▸ **Opdrachten**:
1/ Vertaal uit het documentfragment over het hoger beroep na een auto-inbraak deze zin in het Engels: "Het hof heeft in hoger beroep de op te leggen straf en maatregel bepaald op grond van de ernst van de feiten en de omstandigheden waaronder deze zijn begaan en gelet op de persoon van de verdachte."
2/ Breid het documentfragment over het hoger beroep na een auto-inbraak uit met een vervolg dat aansluit op de laatste zin.

▸ **Documentfragment**:
Tegen voormeld vonnis is door de verdachte hoger beroep ingesteld.
De advocaat-generaal heeft gevorderd dat de verdachte voor het onder 1 en 2 ten laste gelegde zal worden veroordeeld tot een gevangenisstraf voor de duur van 4 maanden met aftrek van voorarrest en tot betaling aan de staat van een geldbedrag van 242,23 euro ten behoeve van het slachtoffer.
Het hof heeft in hoger beroep de op te leggen straf en maatregel bepaald op grond van de ernst van de feiten en de omstandigheden waaronder deze zijn begaan en gelet op de persoon van de verdachte.
Het hof heeft daarbij in het bijzonder het volgende in beschouwing genomen.
Op 16 juli 2009 te Amsterdam heeft verdachte ingebroken in een auto, welke toebehoorde aan de heer [S]. Door zijn handelen heeft verdachte schade aan de auto, een Ford Focus, toegebracht.
Het door het in Duitsland woonachtige slachtoffer ingevulde voegingsformulier benadeelde partij is door toepassing van het snelrecht pas na de sluiting van het onderzoek ter terechtzitting van 28 juli 2009, te weten op 5 augustus 2009, door het arrondissementsparket Amsterdam ontvangen. Om deze reden heeft de politierechter op het tijdstip van de terechtzitting geen kennis kunnen nemen van het voegingsformulier en is niet sprake van een voeging door de benadeelde partij in het strafproces op de voet van artikel 51 eerste of tweede lid Wetboek van Strafvordering (Sv).
Op grond van artikel 421 Sv is de benadeelde partij die zich niet overeenkomstig artikel 51 eerste of tweede lid Sv in het geding in eerst aanleg heeft gevoegd, daartoe onbevoegd in het geding in hoger beroep. Nu gebleken is dat de voeging in eerste aanleg niet op de door de wet voorgeschreven wijze heeft plaatsgevonden, is de vordering van de benadeelde partij in hoger beroep dan ook niet aan de orde.

▸ **Aangeleverde gegevens**:
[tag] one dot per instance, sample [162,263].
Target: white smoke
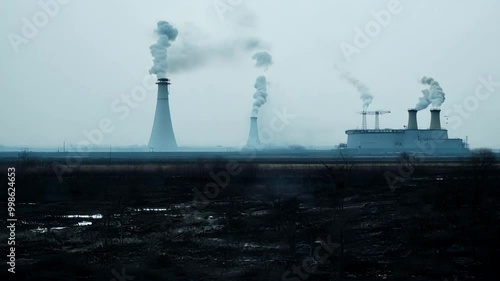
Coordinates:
[260,96]
[363,90]
[263,60]
[166,34]
[434,95]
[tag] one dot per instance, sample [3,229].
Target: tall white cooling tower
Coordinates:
[162,135]
[253,136]
[435,119]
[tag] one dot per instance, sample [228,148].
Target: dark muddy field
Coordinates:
[222,220]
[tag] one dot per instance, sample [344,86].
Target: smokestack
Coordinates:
[412,119]
[435,119]
[162,135]
[253,137]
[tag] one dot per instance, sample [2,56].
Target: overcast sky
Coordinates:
[89,54]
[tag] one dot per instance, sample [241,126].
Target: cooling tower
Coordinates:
[412,119]
[162,135]
[253,137]
[435,119]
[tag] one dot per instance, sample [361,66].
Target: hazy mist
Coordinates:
[91,55]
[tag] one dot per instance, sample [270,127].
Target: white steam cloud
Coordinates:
[263,60]
[260,96]
[434,95]
[166,34]
[364,91]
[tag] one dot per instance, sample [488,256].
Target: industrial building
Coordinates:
[411,139]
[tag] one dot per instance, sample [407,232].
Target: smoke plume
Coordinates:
[166,34]
[434,95]
[263,60]
[260,96]
[363,90]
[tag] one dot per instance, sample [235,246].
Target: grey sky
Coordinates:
[65,79]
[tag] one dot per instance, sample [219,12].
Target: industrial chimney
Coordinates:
[435,119]
[253,137]
[412,119]
[162,135]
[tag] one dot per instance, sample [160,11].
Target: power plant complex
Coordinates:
[433,140]
[411,139]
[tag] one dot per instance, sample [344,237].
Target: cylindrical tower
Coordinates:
[412,119]
[253,136]
[162,135]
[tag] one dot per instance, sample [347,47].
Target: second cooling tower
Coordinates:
[162,135]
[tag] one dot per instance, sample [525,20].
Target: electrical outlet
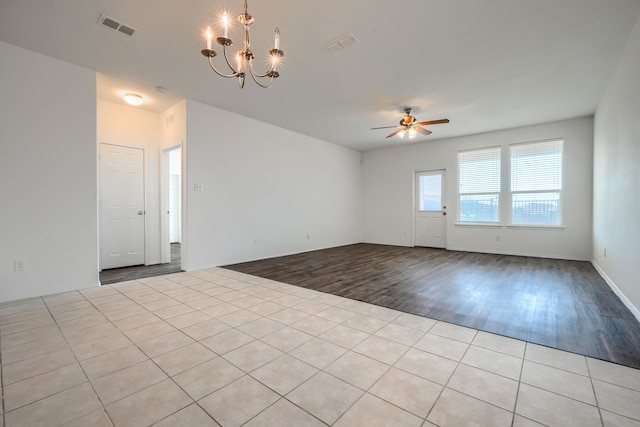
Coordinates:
[19,265]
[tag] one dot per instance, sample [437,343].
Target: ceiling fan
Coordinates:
[409,125]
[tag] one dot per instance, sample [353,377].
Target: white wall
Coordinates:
[133,127]
[616,204]
[388,193]
[264,189]
[47,175]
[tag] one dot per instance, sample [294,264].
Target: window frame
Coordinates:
[497,194]
[559,190]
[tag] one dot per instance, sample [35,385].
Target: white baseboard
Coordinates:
[634,310]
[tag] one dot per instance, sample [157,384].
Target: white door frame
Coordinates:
[165,244]
[99,204]
[414,202]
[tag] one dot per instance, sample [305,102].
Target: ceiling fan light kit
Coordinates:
[244,57]
[409,126]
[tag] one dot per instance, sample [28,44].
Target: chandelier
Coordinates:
[244,57]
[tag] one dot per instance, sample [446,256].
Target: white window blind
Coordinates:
[479,186]
[536,183]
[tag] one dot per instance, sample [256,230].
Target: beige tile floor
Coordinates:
[217,347]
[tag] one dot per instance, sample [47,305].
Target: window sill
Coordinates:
[537,227]
[478,224]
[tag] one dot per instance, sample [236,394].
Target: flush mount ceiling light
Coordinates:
[132,99]
[244,57]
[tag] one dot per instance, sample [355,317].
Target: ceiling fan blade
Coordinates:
[432,122]
[395,133]
[422,131]
[386,127]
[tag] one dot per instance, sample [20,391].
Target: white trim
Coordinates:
[479,224]
[516,253]
[634,310]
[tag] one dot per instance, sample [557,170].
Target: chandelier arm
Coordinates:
[219,73]
[260,84]
[224,53]
[254,74]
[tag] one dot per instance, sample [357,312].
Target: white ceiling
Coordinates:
[484,64]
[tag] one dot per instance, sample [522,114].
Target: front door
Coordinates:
[121,206]
[430,215]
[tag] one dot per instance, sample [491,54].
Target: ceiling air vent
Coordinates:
[115,25]
[341,42]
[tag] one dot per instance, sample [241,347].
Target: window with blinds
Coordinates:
[536,183]
[479,186]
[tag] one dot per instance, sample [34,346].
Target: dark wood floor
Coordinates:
[556,303]
[115,275]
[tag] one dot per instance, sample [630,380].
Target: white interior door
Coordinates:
[430,215]
[174,209]
[121,206]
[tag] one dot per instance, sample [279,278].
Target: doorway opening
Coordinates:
[170,222]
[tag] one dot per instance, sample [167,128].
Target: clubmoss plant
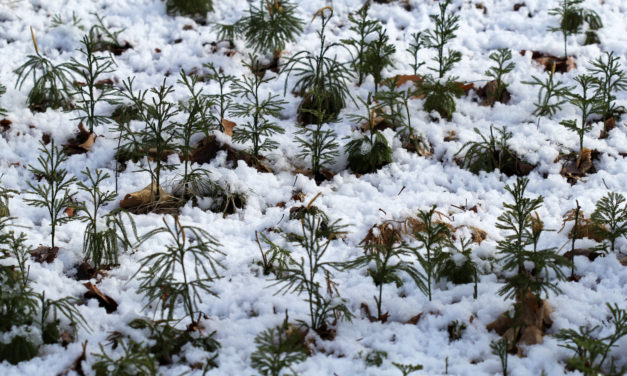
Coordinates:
[517,221]
[610,218]
[572,18]
[53,191]
[100,245]
[591,350]
[320,79]
[502,58]
[551,94]
[268,27]
[500,348]
[158,134]
[317,144]
[431,237]
[371,51]
[259,128]
[368,153]
[193,8]
[588,104]
[92,89]
[222,100]
[492,153]
[168,278]
[610,78]
[408,369]
[135,360]
[458,265]
[278,349]
[51,83]
[445,27]
[3,90]
[195,181]
[414,48]
[309,274]
[386,265]
[169,341]
[439,92]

▸ **Antwoorden per opdracht**:
1/ On appeal, the court determined the sentence and measure to be imposed on the basis of the seriousness of the offenses and the circumstances under which they were committed, and with regard to the person of the defendant.

2/
Niettemin heeft het hof vastgesteld dat door het slachtoffer van het bewezenverklaarde feit schade is geleden tot een bedrag ad 242,23 euro. Met de advocaat-generaal is het hof van oordeel dat de verdachte deze schade dient te vergoeden. Derhalve zal het hof aan de verdachte op de voet van artikel 36f Wetboek van Strafrecht de verplichting opleggen tot betaling van dit bedrag aan de staat, ten behoeve van het slachtoffer.
Blijkens een de verdachte betreffend Uittreksel Justitiële Documentatie van 8 februari 2010 is de verdachte eerder veroordeeld.
Het hof acht, alles afwegende, de op te leggen straf en maatregel passend en geboden.
Toepasselijke wettelijke voorschriften
De op te leggen straf en maatregel zijn gegrond op artikel 36f van het Wetboek van Strafrecht.
Deze wettelijke voorschriften worden toegepast zoals geldend ten tijde van het bewezen verklaarde.
Beslissing
Het hof:
Vernietigt het vonnis waarvan beroep, voor zover aan het oordeel van het hof onderworpen, ten aanzien van de strafoplegging en de motivering daarvan en doet in zoverre opnieuw recht.
Veroordeelt de verdachte tot een gevangenisstraf voor de duur van 4 (vier) maanden.
Beveelt dat de tijd, die door de veroordeelde vóór de tenuitvoerlegging van deze uitspraak in deze zaak in verzekering en voorlopige hechtenis is doorgebracht, bij de uitvoering van de opgelegde gevangenisstraf in mindering wordt gebracht.
Legt de verdachte voorts op de verplichting tot betaling aan de Staat van een som geld, groot EUR 242,23 (tweehonderdtweeënveertig euro en drieëntwintig cent), zulks ten behoeve van [benadeelde partij].
Beveelt voor het geval dat noch volledige betaling noch volledig verhaal van het verschuldigde bedrag volgt, dat hechtenis zal worden toegepast voor de duur van 4 (vier) dagen, met dien verstande dat de toepassing van die hechtenis de hiervoor vermelde verplichting niet opheft.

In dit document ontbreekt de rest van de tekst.